:: Dataset records ::
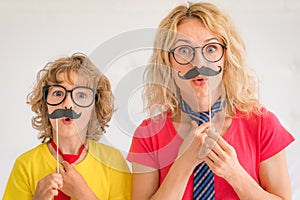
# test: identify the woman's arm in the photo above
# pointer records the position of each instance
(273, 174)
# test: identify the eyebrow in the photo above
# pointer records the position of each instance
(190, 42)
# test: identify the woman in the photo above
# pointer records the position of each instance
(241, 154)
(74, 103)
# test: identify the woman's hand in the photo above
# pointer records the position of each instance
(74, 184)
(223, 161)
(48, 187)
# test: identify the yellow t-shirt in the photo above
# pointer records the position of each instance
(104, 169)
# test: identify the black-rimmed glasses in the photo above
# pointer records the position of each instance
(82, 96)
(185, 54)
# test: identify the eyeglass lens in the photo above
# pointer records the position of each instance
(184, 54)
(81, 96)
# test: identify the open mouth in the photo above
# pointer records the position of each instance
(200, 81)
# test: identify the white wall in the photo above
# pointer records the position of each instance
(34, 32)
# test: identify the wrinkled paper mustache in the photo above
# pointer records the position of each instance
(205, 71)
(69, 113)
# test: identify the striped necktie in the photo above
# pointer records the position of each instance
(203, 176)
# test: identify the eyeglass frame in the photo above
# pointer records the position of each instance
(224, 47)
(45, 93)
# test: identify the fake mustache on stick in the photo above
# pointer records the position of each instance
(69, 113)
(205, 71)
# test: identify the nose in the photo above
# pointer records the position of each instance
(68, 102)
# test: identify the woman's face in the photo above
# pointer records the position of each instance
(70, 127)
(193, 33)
:::
:: Dataset records ::
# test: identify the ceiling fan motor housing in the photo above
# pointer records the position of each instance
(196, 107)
:::
-- Problem to solve --
What is the number of lines in the records that include the word "woman"? Answer with that number only.

-- Answer box --
4